### YOUR TASK
Rewrite the listing below, substituting "pixel coordinates" for every occurrence of "pixel units" and leaving all other text unchanged.

### DATA LISTING
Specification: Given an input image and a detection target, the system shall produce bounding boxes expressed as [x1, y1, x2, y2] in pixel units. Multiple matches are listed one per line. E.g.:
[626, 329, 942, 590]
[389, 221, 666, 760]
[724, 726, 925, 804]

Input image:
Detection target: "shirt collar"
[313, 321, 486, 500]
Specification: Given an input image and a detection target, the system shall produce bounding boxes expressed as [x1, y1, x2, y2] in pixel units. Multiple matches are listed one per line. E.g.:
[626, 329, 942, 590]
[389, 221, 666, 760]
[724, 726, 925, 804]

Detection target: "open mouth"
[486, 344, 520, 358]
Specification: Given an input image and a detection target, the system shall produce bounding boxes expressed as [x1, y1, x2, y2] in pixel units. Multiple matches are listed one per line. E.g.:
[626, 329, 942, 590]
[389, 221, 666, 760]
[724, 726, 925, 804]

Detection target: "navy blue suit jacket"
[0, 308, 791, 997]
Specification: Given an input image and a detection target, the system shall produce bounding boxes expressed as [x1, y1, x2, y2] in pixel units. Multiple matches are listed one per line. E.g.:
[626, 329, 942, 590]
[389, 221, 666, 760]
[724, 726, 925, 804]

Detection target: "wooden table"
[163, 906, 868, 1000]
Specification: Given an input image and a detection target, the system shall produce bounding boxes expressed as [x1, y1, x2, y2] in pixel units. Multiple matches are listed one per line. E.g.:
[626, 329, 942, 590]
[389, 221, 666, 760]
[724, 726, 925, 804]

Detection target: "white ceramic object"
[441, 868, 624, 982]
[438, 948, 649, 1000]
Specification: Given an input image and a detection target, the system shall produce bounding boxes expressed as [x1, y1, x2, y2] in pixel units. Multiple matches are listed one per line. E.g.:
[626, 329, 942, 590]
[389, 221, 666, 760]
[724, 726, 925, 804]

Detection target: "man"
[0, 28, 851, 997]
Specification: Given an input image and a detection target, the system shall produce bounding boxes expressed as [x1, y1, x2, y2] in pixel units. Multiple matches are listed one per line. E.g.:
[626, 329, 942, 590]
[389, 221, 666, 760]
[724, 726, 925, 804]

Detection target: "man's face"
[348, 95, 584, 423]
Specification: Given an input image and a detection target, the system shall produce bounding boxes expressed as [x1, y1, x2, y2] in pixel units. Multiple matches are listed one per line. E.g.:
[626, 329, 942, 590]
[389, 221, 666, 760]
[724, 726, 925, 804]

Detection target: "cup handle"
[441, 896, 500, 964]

### SOLUTION BELOW
Specification: Given an input image and a detection target, the system shall produce bounding boxes expressed as [x1, y1, x2, y2] in pixel coordinates. Multiple matches are listed one per line. E.g.:
[626, 329, 942, 590]
[389, 221, 666, 760]
[724, 726, 925, 804]

Input image:
Detection target: "shirt collar"
[313, 321, 486, 500]
Specification: Given an input image and a detection target, the system shall produce bounding boxes expressed as [x1, y1, x2, y2] in pixel coordinates. Multiple matches are listed one per line. E.g.:
[626, 329, 942, 590]
[389, 221, 666, 760]
[724, 726, 925, 804]

Detection target: "open mouth"
[486, 344, 520, 358]
Specification: Given an input image and a detection target, the system shall produce bounding boxes expressed as [x1, y1, x2, y2] in pixel coordinates. Multiple matches are listed one per line. E.g.:
[626, 329, 942, 590]
[389, 221, 666, 760]
[724, 726, 925, 804]

Detection target: "navy blue suit jacket"
[0, 308, 791, 997]
Specification: Given an input image and a detection target, the system shall produce bounding boxes expressed as [x1, y1, x2, y2] in pixel coordinates. Multiple matches are listed one per line. E.g.:
[626, 329, 942, 590]
[389, 221, 666, 760]
[724, 726, 925, 804]

Detection target: "wooden table"
[163, 906, 868, 1000]
Specification: Given an input image and a detection target, the system shall produce bounding boxes expressed as [x1, y1, x2, y2] in pixel coordinates. Multiple matches are listed one per line. E.g.:
[626, 329, 942, 590]
[389, 221, 666, 760]
[724, 726, 925, 804]

Detection target: "white ceramic object"
[441, 868, 624, 982]
[438, 948, 649, 1000]
Specification: Given an input image and a detection target, the system shall produce bounding boxes expressed as [x1, y1, x2, y2] in pixel coordinates. Multiple matches are listed one per line. E.g.:
[626, 329, 942, 590]
[389, 221, 666, 760]
[724, 726, 925, 804]

Detection target: "man"
[0, 28, 851, 997]
Specification: Given an input image and a detection target, the system shall produce bounding boxes expressed as [x1, y1, x2, y2] in pixel coordinates. Multiple matches are listed one per line. E.g.:
[626, 329, 942, 590]
[389, 221, 666, 760]
[724, 726, 925, 804]

Detection target: "man's face"
[348, 95, 584, 423]
Specification: Given an input image and a detection target, the system shall produce bounding boxes expressed as [x1, y1, x2, y2] in pixel coordinates. Multiple matches are listed one per line. E.g.:
[626, 329, 942, 590]
[389, 221, 666, 760]
[724, 726, 925, 804]

Detection target: "cup handle"
[441, 896, 500, 964]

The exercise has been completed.